** START OF Extracted material **

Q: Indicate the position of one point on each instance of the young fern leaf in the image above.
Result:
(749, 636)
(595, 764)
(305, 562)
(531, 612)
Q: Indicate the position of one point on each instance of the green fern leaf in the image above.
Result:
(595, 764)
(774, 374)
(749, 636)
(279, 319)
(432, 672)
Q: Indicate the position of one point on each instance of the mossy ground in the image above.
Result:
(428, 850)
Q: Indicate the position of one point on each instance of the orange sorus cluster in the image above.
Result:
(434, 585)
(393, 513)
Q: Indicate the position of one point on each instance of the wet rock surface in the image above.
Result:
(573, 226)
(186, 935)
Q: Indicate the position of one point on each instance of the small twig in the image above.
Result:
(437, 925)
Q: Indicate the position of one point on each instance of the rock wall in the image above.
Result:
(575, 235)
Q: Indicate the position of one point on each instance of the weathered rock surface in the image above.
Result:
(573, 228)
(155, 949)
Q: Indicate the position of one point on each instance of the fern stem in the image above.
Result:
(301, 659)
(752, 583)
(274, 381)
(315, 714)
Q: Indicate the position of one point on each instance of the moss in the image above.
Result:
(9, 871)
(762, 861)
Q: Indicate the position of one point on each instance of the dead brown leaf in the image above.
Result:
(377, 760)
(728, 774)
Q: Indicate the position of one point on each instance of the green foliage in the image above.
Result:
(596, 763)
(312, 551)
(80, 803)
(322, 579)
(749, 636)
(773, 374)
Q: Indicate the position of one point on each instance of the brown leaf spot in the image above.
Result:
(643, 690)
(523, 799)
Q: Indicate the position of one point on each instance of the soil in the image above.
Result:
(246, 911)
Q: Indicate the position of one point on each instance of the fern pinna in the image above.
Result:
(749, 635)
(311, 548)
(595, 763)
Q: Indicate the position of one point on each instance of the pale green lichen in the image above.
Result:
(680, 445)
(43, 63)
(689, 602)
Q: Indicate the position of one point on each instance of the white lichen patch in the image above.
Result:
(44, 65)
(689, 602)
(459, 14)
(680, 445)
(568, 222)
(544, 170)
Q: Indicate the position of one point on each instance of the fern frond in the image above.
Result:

** END OF Extracted material **

Exercise requirements: Set down each entry again, unchanged.

Task result:
Q: Indicate the position of one point on each instance of the young fern leaf in the image above.
Result:
(749, 636)
(595, 764)
(305, 562)
(531, 612)
Q: Indicate the position of one point on each instance of the green fern leaf in the image above.
Result:
(595, 764)
(774, 374)
(749, 636)
(279, 319)
(432, 672)
Q: Indicate the position of one point on each instance of the mossy ground in the image above.
Result:
(428, 850)
Q: Indicate the position of one point on each instance of the orange sorus cluster in the image above.
Result:
(434, 585)
(393, 513)
Q: Indicate the position of one point on each instance of the wet rock surface in the image above.
Result:
(573, 226)
(186, 935)
Q: Indicate the position of one point on each instance of the small twig in the image above.
Result:
(437, 925)
Q: Indicate the position of one point on each instance of the rock wall in the image above.
Result:
(575, 235)
Q: Indicate the position of one point on each instance of the weathered rock surface in the image above.
Result:
(573, 228)
(155, 949)
Q: Indicate the position of one point on each instance of the fern stem in the image above.
Result:
(301, 659)
(752, 583)
(274, 381)
(315, 714)
Q: Indicate the position of one point on each instance of the moss in the image above.
Result:
(9, 871)
(762, 861)
Q: Indicate the position of one point on each instance of the dead brown leaf in the image above.
Result:
(377, 760)
(728, 774)
Q: Indicate the position of one point on each instance of the green foliage in the image above.
Result:
(596, 763)
(312, 551)
(80, 803)
(322, 579)
(749, 636)
(773, 374)
Q: Indicate the position of one point on each instance of the brown leaf spot in the image above.
Result:
(643, 690)
(523, 799)
Q: Indicate the position of one point on each instance of the soil in the image above.
Result:
(246, 911)
Q: Indicate the position of one point on each instance of the fern pinna in the image above.
Result:
(749, 635)
(311, 548)
(595, 763)
Q: Indicate the position of one point on each instance of the pale green lichen in the image above.
Result:
(680, 445)
(43, 63)
(689, 602)
Q: Indicate the position of one point on each instance of the white lichen patch in the image above.
Result:
(44, 65)
(689, 602)
(459, 14)
(680, 445)
(568, 222)
(544, 170)
Q: Indicate the position of one point on each instance of the fern frond in the image above.
Result:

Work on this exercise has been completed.